# ИСХОДНЫЕ ДАННЫЕ
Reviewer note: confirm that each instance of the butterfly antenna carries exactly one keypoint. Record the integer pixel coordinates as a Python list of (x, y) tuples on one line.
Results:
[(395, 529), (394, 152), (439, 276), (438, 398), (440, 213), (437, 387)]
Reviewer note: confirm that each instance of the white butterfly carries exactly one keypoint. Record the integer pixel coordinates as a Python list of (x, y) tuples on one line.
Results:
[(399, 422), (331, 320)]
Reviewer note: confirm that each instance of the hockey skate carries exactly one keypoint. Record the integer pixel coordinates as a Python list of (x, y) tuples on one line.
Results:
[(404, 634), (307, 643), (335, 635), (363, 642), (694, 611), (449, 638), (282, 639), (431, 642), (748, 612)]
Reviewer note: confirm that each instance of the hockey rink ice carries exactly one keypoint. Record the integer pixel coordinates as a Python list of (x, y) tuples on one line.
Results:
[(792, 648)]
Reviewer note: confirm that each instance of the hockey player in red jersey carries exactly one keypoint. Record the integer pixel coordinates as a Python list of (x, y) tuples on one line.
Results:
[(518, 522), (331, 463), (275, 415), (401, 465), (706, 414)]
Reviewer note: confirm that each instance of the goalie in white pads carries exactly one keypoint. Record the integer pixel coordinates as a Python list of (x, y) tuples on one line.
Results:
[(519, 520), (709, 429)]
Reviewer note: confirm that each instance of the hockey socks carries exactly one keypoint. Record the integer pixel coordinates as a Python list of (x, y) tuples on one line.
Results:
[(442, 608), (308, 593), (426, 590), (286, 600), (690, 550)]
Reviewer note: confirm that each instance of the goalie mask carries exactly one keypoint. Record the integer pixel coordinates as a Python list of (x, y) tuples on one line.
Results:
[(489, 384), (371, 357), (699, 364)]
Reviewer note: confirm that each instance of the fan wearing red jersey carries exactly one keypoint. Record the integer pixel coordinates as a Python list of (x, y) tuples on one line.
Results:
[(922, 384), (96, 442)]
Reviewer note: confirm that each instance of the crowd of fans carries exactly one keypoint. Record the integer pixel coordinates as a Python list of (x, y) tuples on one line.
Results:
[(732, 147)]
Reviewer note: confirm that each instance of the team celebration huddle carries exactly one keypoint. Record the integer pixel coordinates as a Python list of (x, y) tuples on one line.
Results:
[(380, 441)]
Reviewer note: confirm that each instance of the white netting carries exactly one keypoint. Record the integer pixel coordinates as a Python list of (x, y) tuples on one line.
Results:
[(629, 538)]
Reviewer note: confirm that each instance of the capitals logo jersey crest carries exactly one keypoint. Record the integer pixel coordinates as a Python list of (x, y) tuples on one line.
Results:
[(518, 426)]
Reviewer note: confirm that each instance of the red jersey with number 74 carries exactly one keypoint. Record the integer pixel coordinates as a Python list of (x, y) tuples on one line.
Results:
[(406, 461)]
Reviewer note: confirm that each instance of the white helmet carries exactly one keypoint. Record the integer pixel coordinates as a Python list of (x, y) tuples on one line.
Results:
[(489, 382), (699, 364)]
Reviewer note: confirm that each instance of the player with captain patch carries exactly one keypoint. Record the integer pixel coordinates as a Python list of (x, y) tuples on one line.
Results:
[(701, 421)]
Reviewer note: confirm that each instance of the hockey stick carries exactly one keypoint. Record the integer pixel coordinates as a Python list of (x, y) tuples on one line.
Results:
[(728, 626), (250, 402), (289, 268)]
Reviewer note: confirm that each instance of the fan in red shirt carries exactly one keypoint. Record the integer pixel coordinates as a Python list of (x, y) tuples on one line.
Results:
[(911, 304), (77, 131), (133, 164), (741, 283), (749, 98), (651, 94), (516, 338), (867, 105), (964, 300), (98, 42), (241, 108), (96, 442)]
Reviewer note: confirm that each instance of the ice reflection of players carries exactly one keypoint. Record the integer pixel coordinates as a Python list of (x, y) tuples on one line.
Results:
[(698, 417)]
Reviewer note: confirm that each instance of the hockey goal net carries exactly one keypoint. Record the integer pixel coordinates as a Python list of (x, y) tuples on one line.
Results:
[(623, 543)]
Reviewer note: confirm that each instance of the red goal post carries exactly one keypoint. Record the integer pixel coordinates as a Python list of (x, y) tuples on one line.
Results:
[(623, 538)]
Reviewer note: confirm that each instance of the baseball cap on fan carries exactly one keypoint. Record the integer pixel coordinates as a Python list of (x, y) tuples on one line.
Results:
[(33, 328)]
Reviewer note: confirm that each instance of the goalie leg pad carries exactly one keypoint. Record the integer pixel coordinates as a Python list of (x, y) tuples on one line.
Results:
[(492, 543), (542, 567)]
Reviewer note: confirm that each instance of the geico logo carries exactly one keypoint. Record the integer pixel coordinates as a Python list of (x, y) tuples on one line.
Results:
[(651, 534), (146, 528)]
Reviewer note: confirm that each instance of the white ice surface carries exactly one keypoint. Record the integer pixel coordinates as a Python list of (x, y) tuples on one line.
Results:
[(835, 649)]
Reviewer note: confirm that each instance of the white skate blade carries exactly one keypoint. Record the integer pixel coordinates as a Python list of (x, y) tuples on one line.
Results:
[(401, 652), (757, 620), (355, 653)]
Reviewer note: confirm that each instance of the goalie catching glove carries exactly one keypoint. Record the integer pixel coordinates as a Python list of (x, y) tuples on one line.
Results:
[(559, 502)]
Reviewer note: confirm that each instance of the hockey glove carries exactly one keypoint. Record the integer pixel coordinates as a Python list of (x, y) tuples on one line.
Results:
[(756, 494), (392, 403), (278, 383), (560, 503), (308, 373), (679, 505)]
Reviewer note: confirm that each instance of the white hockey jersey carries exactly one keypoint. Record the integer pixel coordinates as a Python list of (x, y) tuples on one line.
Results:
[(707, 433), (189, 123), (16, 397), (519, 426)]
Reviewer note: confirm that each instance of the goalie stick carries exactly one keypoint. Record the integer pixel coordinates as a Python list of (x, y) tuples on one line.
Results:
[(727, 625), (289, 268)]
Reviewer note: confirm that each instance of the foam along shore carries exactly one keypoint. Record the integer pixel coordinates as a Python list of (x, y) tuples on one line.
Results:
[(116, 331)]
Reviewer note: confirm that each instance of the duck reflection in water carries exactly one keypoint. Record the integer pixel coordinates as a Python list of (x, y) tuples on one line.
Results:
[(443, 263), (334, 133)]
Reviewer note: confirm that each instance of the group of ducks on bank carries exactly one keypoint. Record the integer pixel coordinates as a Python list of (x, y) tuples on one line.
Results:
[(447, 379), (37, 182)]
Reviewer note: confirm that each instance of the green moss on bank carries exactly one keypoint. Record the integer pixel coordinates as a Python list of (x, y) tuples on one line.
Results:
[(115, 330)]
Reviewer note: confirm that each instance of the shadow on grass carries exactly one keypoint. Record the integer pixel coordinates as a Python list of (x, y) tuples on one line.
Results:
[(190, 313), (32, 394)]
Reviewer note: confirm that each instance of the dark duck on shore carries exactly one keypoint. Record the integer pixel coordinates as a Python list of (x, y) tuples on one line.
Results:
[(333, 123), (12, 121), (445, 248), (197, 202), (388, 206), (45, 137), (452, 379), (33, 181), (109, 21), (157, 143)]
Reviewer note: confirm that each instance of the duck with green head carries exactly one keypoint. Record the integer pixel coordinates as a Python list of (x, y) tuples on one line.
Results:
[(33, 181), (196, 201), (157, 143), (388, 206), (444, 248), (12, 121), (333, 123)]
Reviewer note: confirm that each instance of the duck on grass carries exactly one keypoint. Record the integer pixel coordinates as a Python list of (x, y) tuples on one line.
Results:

# ЗАДАНИЕ
Оформите как CSV с двумя столбцами, «текст» и «ответ», строки от строки, содержащей «Reviewer note: confirm that each instance of the hockey player», до строки, содержащей «[(442, 608), (308, 593), (426, 590), (286, 600), (690, 550)]», включительно. Каждому примечанию рецензента должна соответствовать одна строка CSV: в первом поле находится текст примечания, во втором — следующий за ним список координат; каждое поле заключите в кавычки, а переносы строк замените пробелами.

# РЕЗУЛЬТАТ ВЫПОЛНЕНИЯ
текст,ответ
"Reviewer note: confirm that each instance of the hockey player in red jersey carries exactly one keypoint. Record the integer pixel coordinates as a Python list of (x, y) tuples on one line. Results:","[(518, 522), (331, 463), (275, 415), (401, 465), (706, 414)]"
"Reviewer note: confirm that each instance of the goalie in white pads carries exactly one keypoint. Record the integer pixel coordinates as a Python list of (x, y) tuples on one line. Results:","[(519, 520), (709, 429)]"
"Reviewer note: confirm that each instance of the hockey socks carries exactly one keypoint. Record the integer pixel coordinates as a Python list of (x, y) tuples on one line. Results:","[(442, 608), (308, 593), (426, 590), (286, 600), (690, 550)]"